Task item | Starting at the line that holds "triumphal arch -> point", transcribe every line to the end of the data exactly; include no other lines.

Source records:
------------------------------------
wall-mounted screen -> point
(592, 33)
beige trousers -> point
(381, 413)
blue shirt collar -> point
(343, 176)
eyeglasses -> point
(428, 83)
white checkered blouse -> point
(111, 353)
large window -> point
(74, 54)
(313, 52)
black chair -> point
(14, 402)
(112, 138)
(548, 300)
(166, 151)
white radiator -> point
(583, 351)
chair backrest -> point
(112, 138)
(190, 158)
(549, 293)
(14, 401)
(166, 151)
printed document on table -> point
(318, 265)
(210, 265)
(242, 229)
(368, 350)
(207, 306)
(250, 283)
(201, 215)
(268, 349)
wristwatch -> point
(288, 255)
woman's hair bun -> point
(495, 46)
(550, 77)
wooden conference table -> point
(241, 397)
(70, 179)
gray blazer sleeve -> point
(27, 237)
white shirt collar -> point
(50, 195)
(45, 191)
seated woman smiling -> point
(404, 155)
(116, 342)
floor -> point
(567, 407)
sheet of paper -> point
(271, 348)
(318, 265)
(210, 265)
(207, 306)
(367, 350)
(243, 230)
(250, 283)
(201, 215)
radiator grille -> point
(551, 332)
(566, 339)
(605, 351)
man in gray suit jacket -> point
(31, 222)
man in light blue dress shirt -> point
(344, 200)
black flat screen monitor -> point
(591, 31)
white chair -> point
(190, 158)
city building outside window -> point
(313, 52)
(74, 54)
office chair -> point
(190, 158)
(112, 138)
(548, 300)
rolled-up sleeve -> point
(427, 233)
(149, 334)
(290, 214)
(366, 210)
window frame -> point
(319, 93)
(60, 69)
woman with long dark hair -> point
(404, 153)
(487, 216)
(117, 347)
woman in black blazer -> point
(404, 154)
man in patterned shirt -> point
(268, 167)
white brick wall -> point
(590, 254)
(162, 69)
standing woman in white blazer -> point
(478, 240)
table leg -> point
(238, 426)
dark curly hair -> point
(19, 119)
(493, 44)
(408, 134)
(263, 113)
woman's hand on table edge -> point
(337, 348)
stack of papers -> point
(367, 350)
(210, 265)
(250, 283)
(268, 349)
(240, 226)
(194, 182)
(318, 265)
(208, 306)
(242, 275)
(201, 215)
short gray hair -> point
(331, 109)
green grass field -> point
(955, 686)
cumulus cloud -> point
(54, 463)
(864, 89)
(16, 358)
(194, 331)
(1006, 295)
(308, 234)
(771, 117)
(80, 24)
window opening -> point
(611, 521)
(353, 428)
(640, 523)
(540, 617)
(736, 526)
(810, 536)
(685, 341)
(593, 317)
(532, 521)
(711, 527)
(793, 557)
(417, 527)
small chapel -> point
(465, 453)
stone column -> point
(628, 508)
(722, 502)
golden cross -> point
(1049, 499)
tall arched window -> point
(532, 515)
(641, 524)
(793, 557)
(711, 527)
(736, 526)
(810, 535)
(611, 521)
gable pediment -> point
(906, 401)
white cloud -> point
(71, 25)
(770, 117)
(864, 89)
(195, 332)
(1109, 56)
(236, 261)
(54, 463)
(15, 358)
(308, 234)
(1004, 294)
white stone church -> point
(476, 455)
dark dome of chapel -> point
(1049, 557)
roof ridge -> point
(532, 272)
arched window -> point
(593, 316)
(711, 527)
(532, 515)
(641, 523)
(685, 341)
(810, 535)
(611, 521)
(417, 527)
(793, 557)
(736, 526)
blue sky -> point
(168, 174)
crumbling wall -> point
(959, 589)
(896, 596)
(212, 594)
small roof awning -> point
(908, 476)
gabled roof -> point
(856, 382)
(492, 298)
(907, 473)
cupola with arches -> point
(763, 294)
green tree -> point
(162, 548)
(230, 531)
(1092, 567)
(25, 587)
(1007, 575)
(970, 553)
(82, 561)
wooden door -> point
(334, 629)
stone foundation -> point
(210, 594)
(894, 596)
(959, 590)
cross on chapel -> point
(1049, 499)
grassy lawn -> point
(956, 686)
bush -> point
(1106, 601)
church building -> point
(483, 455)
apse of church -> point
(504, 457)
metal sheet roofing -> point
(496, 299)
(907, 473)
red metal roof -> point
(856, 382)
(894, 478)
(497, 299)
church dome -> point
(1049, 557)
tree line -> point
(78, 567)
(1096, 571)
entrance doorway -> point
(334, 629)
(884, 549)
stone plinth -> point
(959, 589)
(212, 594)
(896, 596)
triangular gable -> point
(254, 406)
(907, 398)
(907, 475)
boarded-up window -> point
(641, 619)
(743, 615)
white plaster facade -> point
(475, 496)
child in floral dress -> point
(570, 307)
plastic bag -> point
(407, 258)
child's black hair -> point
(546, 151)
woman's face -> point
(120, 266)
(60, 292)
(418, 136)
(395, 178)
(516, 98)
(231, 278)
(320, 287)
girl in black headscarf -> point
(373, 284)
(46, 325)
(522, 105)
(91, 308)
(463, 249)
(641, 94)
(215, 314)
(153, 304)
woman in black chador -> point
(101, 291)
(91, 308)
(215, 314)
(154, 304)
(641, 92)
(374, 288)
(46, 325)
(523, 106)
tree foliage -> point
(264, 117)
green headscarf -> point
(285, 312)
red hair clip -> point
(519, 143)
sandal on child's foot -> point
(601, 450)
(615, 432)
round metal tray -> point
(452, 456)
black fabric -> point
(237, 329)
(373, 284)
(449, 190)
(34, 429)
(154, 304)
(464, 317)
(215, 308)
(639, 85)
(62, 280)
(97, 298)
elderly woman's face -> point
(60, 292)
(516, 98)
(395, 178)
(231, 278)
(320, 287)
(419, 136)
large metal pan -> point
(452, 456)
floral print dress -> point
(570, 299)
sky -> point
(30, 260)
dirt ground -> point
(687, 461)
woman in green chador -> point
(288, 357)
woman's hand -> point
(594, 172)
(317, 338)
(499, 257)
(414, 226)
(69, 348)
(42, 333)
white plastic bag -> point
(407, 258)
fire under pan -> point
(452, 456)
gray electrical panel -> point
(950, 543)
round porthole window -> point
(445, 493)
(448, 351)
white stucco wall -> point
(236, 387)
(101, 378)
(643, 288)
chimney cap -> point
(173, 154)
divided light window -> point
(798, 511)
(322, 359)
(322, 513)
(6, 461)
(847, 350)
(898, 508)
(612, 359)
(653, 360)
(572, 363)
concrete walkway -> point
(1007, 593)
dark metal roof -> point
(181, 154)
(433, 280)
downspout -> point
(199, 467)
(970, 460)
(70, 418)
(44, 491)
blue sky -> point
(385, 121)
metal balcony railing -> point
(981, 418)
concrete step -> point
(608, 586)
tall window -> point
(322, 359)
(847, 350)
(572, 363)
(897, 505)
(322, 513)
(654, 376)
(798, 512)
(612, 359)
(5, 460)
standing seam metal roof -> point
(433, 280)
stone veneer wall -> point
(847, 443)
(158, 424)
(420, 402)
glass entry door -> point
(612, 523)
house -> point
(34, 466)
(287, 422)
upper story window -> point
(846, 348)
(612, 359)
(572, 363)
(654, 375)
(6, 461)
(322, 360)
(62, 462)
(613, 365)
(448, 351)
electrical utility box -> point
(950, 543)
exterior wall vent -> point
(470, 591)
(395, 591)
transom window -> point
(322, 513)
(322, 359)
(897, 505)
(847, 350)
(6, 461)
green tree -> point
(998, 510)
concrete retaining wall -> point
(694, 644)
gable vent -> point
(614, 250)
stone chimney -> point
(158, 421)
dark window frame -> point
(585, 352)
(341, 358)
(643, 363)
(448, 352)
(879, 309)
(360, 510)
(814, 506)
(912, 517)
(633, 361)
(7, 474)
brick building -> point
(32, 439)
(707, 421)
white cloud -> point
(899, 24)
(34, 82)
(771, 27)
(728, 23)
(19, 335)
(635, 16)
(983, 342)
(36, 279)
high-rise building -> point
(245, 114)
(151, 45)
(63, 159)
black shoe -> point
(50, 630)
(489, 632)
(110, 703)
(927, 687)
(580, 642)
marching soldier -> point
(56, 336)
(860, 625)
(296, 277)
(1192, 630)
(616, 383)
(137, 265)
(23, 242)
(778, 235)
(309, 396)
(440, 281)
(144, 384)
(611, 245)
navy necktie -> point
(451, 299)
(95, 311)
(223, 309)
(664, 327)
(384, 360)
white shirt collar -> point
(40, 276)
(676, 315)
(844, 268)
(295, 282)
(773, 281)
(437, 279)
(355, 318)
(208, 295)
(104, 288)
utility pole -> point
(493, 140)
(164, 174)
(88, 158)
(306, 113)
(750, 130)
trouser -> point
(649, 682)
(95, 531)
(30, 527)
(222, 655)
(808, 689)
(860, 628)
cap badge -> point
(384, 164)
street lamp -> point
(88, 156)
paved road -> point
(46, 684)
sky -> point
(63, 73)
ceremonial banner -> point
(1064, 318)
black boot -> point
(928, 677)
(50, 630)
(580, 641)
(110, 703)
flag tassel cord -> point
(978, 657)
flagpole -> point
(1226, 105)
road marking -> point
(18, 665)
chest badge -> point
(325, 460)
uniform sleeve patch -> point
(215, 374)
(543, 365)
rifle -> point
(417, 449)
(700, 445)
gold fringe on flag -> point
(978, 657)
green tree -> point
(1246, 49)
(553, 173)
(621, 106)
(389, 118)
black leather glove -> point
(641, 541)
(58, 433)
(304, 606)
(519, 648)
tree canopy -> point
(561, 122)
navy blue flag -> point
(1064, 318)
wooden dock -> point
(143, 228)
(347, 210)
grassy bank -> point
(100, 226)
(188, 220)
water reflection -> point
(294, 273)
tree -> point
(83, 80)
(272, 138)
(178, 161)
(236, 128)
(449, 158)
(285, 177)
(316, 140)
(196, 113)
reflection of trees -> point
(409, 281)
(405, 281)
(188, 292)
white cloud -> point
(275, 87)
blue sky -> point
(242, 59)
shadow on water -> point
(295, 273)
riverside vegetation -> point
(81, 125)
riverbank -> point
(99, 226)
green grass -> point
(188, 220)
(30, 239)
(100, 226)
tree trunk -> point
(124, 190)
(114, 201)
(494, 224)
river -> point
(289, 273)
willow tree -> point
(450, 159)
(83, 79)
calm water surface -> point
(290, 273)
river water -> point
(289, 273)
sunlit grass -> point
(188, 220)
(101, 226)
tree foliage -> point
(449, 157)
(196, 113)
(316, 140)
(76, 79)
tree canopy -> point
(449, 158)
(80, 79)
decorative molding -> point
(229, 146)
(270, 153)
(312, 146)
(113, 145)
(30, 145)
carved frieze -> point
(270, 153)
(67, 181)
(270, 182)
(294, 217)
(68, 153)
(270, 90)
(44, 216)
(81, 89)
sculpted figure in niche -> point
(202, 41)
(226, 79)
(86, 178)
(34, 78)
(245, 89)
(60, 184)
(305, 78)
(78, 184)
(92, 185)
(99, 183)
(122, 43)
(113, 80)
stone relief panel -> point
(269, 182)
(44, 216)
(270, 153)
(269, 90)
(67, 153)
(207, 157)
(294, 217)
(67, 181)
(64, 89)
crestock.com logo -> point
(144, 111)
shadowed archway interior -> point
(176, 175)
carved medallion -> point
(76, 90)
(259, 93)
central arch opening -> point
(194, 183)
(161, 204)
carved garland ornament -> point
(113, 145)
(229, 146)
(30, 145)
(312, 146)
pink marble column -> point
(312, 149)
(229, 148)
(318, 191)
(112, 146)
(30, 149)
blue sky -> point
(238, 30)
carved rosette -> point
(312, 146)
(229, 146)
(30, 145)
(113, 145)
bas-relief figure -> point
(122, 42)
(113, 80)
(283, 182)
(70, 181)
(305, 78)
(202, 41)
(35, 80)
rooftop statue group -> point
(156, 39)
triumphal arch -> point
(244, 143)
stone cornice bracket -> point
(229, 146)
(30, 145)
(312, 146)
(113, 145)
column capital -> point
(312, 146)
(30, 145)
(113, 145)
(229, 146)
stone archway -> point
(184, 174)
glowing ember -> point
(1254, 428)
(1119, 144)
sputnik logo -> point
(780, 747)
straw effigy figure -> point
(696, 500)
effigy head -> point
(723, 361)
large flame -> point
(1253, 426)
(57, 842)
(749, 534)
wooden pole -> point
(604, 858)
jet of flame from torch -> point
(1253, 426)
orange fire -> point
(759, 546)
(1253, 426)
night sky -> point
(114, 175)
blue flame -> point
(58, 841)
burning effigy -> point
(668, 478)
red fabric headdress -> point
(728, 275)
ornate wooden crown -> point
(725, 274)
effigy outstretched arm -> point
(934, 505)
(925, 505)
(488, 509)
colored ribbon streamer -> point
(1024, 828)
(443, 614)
------------------------------------
Solution |
triumphal arch -> point
(244, 143)
stone cornice bracket -> point
(229, 146)
(30, 145)
(312, 146)
(113, 145)
column capital -> point
(312, 146)
(30, 145)
(113, 145)
(229, 146)
stone archway -> point
(184, 174)
glowing ember -> point
(1254, 428)
(1119, 144)
sputnik logo -> point
(780, 747)
straw effigy figure -> point
(696, 500)
effigy head -> point
(723, 361)
large flame -> point
(1253, 426)
(57, 842)
(749, 534)
wooden pole -> point
(604, 858)
jet of flame from torch -> point
(1253, 426)
orange fire -> point
(759, 546)
(1253, 426)
night sky -> point
(114, 175)
blue flame -> point
(58, 841)
burning effigy -> point
(668, 478)
red fabric headdress -> point
(728, 275)
ornate wooden crown -> point
(725, 274)
effigy outstretched arm -> point
(934, 505)
(925, 505)
(488, 509)
colored ribbon streamer -> point
(1024, 828)
(443, 614)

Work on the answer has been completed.